**Written problem**
Copy out the items below word for word, leaving every line as it is.

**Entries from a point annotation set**
'''

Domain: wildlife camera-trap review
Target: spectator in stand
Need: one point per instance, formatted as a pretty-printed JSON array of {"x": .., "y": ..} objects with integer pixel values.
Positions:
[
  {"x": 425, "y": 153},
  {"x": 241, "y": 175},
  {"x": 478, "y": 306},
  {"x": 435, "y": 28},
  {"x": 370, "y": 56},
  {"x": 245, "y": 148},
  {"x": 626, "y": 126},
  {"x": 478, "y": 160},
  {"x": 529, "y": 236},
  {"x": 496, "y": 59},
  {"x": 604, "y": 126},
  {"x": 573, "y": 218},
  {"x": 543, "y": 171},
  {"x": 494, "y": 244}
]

'''

**Full solution**
Domain: wildlife camera-trap review
Target: spectator in stand
Need: one point per instance, formatted as a pretty-printed JSON array of {"x": .., "y": ..} objects with integer pixel values.
Positions:
[
  {"x": 425, "y": 153},
  {"x": 241, "y": 175},
  {"x": 478, "y": 306},
  {"x": 435, "y": 28},
  {"x": 370, "y": 56},
  {"x": 245, "y": 148},
  {"x": 626, "y": 126},
  {"x": 478, "y": 160},
  {"x": 529, "y": 236},
  {"x": 496, "y": 59},
  {"x": 604, "y": 126},
  {"x": 573, "y": 218},
  {"x": 543, "y": 171},
  {"x": 494, "y": 244}
]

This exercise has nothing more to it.